[Point annotation dataset rows]
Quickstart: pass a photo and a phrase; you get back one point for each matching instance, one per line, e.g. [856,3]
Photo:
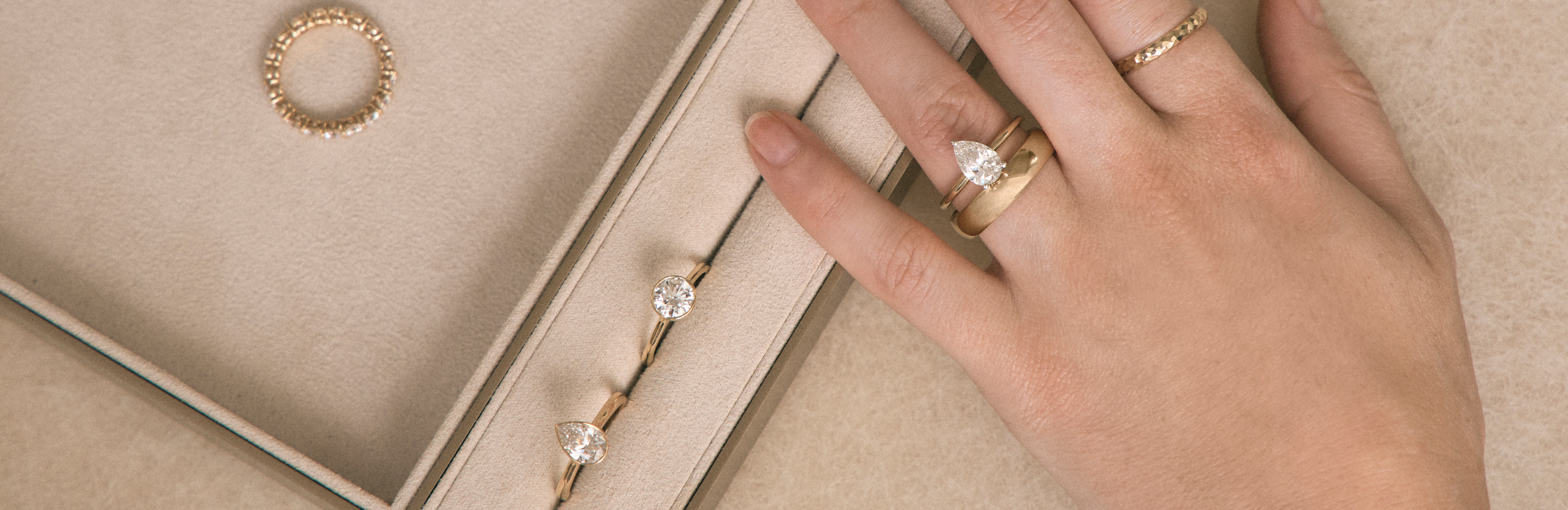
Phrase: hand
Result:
[1203,302]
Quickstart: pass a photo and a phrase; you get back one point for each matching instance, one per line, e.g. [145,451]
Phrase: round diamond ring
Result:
[673,300]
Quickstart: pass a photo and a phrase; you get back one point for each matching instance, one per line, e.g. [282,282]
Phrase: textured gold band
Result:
[300,120]
[1001,138]
[1019,171]
[1164,45]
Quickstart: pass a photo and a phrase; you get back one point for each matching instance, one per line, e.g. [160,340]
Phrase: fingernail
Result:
[772,138]
[1313,10]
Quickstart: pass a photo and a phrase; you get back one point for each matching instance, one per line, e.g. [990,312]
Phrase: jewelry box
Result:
[399,319]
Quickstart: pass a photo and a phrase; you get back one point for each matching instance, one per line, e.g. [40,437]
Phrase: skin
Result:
[1211,297]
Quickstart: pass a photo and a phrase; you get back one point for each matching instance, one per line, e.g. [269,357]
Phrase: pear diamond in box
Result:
[582,441]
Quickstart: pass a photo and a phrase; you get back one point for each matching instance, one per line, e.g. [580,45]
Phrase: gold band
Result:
[300,120]
[1001,138]
[1019,171]
[1164,45]
[651,347]
[563,488]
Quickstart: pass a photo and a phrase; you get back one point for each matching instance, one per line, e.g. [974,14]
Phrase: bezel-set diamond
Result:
[673,297]
[582,441]
[979,162]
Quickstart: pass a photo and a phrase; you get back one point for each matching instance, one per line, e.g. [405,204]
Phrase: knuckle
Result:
[838,15]
[905,266]
[829,206]
[946,112]
[1341,82]
[1019,18]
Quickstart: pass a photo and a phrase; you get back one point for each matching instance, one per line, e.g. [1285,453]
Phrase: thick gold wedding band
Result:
[584,443]
[1164,45]
[1021,168]
[1001,138]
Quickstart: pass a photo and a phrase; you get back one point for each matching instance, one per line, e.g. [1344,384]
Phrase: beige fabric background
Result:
[880,418]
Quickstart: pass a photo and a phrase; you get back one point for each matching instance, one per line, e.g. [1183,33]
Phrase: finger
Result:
[1333,104]
[892,255]
[1197,74]
[1056,68]
[919,89]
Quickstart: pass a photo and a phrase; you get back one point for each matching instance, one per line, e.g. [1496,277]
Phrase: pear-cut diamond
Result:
[673,297]
[582,441]
[979,164]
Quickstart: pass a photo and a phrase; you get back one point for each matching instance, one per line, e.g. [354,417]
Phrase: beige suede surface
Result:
[336,294]
[248,273]
[880,418]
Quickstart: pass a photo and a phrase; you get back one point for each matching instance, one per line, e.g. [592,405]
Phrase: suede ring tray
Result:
[397,319]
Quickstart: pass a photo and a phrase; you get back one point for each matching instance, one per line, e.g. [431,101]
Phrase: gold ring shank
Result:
[651,347]
[1021,170]
[998,142]
[1164,45]
[305,123]
[563,490]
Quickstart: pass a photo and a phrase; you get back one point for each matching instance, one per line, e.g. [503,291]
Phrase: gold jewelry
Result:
[673,300]
[993,201]
[300,120]
[584,443]
[1164,45]
[979,164]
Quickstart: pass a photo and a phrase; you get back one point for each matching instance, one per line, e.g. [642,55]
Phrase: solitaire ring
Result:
[673,300]
[980,164]
[993,201]
[584,443]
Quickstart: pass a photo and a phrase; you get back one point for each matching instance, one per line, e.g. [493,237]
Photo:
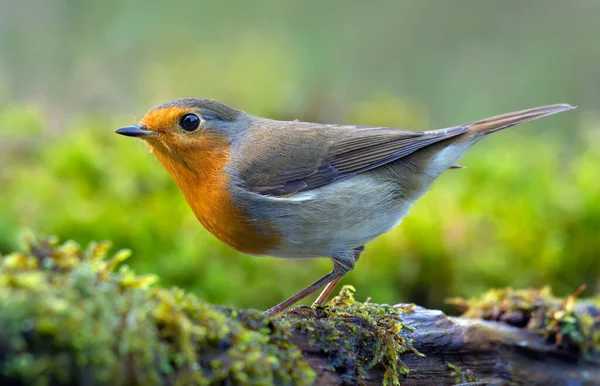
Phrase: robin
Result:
[298,189]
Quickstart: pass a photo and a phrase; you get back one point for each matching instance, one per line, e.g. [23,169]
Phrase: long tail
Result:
[499,122]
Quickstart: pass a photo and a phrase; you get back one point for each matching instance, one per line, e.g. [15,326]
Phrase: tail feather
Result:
[499,122]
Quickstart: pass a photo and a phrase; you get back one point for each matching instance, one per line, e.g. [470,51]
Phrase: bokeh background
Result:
[525,212]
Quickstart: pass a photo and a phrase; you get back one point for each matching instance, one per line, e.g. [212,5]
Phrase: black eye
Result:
[189,122]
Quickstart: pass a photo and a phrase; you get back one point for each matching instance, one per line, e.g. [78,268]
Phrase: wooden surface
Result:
[492,352]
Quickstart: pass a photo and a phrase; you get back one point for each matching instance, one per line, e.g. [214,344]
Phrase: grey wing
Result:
[301,159]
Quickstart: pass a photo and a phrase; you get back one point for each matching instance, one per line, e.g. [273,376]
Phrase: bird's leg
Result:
[331,286]
[343,263]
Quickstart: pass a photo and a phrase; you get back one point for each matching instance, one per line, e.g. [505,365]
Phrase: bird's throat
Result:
[202,179]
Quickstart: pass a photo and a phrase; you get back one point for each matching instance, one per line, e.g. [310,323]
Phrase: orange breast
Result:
[205,189]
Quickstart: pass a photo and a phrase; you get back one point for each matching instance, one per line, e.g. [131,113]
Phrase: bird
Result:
[295,189]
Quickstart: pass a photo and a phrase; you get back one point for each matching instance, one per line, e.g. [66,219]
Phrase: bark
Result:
[488,353]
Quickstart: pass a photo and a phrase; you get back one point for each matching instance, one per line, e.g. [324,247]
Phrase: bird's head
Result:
[189,132]
[187,124]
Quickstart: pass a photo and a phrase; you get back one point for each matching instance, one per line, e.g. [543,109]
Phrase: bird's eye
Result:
[189,122]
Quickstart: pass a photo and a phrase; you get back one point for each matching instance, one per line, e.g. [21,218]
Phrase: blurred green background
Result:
[525,211]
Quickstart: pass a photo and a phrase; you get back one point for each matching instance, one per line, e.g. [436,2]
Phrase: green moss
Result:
[69,316]
[572,324]
[355,336]
[460,376]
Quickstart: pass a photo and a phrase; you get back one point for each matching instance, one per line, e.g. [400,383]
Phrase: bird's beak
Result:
[134,131]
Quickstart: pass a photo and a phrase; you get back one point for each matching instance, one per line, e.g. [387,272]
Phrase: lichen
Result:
[71,316]
[571,324]
[355,336]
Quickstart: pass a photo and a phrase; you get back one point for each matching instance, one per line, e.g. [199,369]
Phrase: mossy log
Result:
[475,352]
[69,316]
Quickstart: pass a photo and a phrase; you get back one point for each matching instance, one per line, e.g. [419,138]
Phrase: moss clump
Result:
[69,316]
[461,376]
[572,324]
[356,336]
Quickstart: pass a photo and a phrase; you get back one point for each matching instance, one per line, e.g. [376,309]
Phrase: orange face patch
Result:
[164,118]
[197,165]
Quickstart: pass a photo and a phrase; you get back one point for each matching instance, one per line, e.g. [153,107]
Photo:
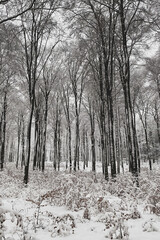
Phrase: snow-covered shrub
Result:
[149,226]
[153,201]
[10,223]
[116,227]
[62,225]
[86,214]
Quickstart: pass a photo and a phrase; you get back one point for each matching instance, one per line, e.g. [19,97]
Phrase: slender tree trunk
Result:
[29,129]
[45,134]
[19,138]
[3,139]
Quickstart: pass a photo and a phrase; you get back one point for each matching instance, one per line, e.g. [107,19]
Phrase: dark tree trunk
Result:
[19,138]
[3,137]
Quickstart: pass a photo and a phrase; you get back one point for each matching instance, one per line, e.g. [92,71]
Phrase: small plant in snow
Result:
[7,219]
[62,226]
[117,228]
[86,214]
[149,226]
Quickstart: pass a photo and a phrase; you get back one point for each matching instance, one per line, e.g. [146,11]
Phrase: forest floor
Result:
[79,206]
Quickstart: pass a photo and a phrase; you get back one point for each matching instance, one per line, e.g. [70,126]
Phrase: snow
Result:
[53,205]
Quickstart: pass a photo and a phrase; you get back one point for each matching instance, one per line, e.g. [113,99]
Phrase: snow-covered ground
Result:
[79,206]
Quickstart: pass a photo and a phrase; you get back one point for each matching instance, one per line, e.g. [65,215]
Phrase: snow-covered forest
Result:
[79,119]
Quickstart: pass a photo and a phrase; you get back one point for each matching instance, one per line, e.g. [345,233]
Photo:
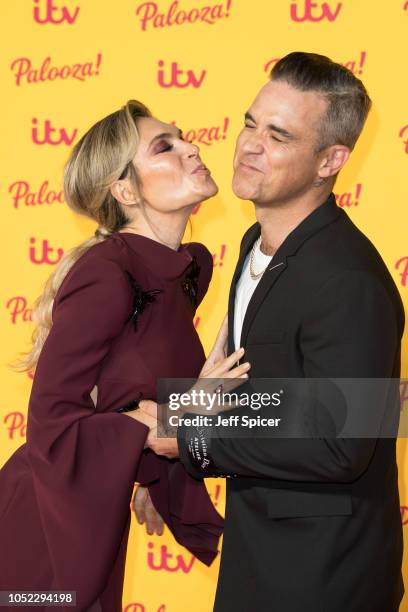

Exercise:
Identify every line in the rows above that contains the word "background", and copy each of those lines in full. Case matters when matching.

Exercise response:
Phrase: beige fabric background
Phrase: bokeh background
Phrase: blurred green background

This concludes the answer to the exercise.